[ExI] Do all AI models represent “cat” in the same way?
John Clark
johnkclark at gmail.com
Fri Jan 16 12:55:28 UTC 2026
On Fri, Jan 16, 2026 at 6:13 AM Jason Resch via extropy-chat <
extropy-chat at lists.extropy.org> wrote:
*> It's interesting but to me not that surprising, when you consider all
> these AI companies are using the same data sets and the same fundamental
> algorithms for training the networks: same function + same input -> same
> output *
>
*But in this case two different algorithms were used, and their inputs were
different, and the differences were not just in details, they represented
entirely different types of things. One AI had access to nothing but a
datastream consisting of just words, and the other had access to nothing
but a datastream consisting of nothing but pictures, and yet the resulting
neural net arrangement of the two things were similar.*
*Regardless of if they are words or pictures a**ll AIs represent concepts **as
high dimensional vectors. So an AI that has never seen anything except
words can be compared with an AI that has never seen anything but pictures.
And if the direction in multi dimensional idea space for the word "cat" is
pointing in a specific direction (relative to other words ) that is similar
to the direction in multi dimensional idea space that a picture of a cat is
pointing to (relative to other pictures) then they must have something in
common. And the only thing that could be is that both the pictures and the
words came from the same external reality; Plato suggested that 2500 years
ago, but this is the first time we've had experimental confirmation that he
was right. *
*> This is just another case of: same function + same input -> same output *
*No. Read the article again. This is a case of: different
function + different TYPE of input resulting in the same output, they are
both shadows of the same world. And if that wasn't what Plato was talking
about then what was he talking about? *
*> Some people have language generating capacities in one hemisphere vs.

• _JOB A_: Which lines of the records contain the string "yellow"? Show each of them in full.

• _Data entries_:
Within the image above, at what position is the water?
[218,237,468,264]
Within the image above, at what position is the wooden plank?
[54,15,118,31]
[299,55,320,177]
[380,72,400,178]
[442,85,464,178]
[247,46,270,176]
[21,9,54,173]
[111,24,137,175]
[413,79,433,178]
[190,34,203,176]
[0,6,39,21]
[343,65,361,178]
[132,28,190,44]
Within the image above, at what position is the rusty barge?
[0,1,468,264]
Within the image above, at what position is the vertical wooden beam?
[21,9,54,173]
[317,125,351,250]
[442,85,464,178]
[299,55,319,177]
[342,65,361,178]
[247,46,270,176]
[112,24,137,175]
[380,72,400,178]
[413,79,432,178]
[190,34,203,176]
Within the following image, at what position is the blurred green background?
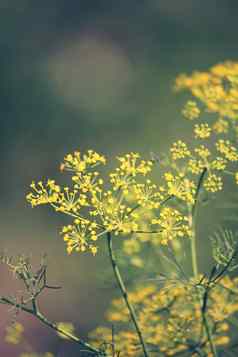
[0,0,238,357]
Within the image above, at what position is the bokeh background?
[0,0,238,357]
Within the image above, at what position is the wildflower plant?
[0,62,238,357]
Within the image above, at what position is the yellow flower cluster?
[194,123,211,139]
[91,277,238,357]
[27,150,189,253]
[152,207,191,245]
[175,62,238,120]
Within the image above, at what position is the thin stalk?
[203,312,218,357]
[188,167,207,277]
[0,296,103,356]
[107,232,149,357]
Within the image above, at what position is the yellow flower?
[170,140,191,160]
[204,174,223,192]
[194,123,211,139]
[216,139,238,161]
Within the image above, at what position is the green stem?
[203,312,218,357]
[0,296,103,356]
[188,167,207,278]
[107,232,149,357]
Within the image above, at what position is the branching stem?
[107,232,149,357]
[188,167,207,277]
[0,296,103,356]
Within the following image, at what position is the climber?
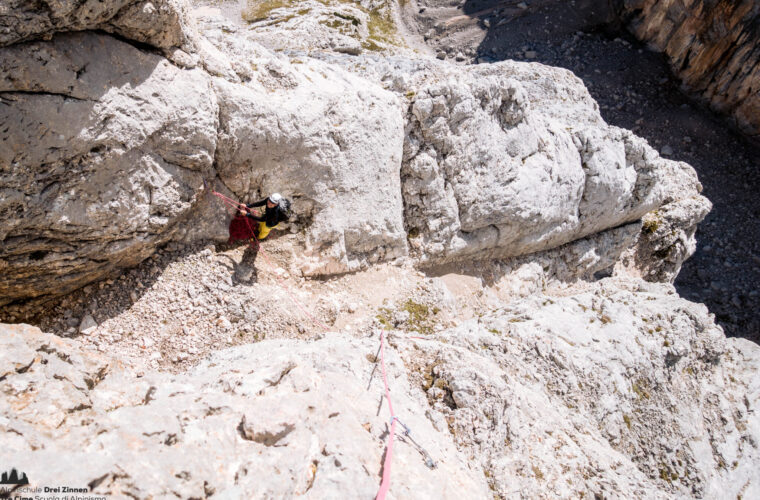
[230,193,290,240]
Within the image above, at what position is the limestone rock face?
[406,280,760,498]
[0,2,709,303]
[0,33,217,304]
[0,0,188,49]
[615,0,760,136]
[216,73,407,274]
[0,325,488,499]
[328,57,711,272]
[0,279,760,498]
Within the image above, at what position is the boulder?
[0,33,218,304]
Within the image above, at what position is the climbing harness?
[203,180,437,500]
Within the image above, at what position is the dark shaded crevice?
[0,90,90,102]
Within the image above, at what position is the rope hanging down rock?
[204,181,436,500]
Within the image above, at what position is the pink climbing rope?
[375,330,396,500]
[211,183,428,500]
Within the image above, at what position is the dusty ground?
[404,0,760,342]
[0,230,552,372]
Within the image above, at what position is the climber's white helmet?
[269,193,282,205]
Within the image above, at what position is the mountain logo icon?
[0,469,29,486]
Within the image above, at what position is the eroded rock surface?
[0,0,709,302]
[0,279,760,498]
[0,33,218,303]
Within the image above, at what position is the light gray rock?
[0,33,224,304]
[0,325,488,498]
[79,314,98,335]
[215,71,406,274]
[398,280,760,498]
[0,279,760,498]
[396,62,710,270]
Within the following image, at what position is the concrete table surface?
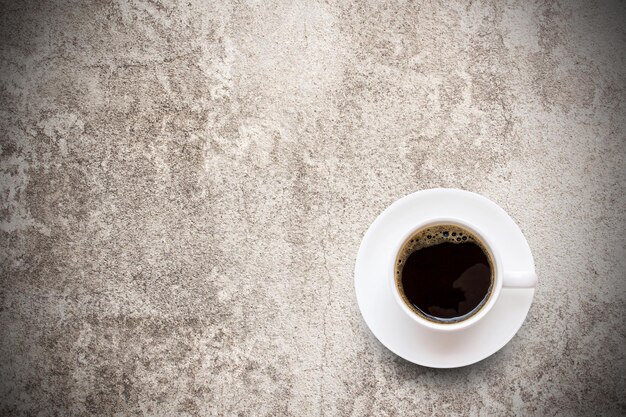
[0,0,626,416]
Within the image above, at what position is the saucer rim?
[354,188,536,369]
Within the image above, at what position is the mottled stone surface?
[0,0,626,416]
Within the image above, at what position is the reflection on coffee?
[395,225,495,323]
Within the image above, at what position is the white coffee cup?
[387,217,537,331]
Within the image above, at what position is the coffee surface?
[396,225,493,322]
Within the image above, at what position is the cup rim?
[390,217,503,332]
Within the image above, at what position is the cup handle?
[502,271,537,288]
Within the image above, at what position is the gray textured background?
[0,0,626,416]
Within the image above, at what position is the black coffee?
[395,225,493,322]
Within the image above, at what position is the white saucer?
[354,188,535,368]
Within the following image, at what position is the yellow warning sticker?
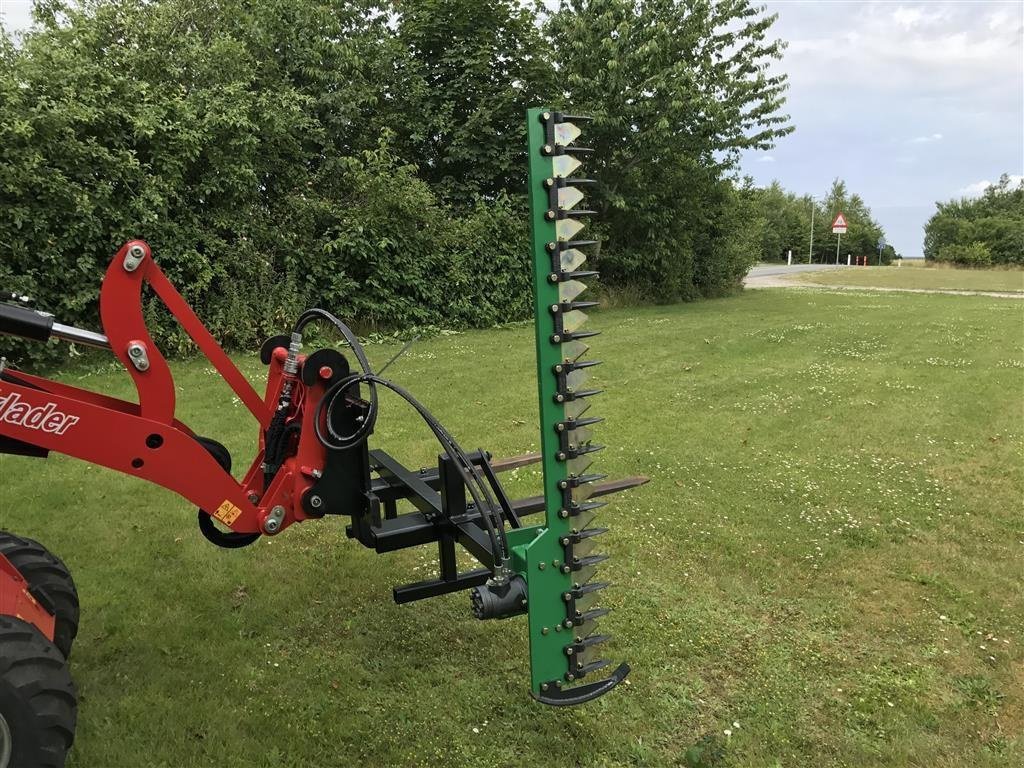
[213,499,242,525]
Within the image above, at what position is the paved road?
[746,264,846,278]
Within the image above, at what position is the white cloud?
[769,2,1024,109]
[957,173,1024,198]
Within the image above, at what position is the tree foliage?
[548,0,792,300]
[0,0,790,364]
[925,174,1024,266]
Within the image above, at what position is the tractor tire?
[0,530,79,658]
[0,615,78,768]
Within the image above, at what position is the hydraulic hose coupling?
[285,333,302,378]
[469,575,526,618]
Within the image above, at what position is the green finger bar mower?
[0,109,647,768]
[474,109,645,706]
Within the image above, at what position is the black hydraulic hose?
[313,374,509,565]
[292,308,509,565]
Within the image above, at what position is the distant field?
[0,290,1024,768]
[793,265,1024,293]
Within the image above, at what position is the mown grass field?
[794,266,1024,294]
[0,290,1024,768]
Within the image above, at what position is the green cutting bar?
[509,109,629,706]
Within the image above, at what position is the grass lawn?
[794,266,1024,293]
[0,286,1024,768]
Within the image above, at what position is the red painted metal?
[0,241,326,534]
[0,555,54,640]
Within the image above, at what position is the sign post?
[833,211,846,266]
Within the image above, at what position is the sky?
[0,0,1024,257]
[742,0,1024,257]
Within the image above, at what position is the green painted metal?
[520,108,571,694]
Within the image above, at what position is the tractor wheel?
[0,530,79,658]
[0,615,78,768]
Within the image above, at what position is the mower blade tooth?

• _JOB B_: Which people does the mailing-list post name? List each person once.

• _RESPONSE A_:
Within the image above, at what position is the yellow flower cluster?
Within the image above, at what position is the yellow flower?
Within the following image, at what position is the yellow warning sticker?

• _RESPONSE B_:
John Clark
Jason Resch
Plato